> Task brief: The whole listing is to be printed again exactly.

· · · ·

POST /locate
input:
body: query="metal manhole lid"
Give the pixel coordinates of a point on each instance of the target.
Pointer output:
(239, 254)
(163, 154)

· · · ·

> Answer space:
POST /locate
input:
body: query="metal manhole lid"
Give the pixel coordinates of a point on each instance of the target.
Pointer output:
(239, 254)
(163, 154)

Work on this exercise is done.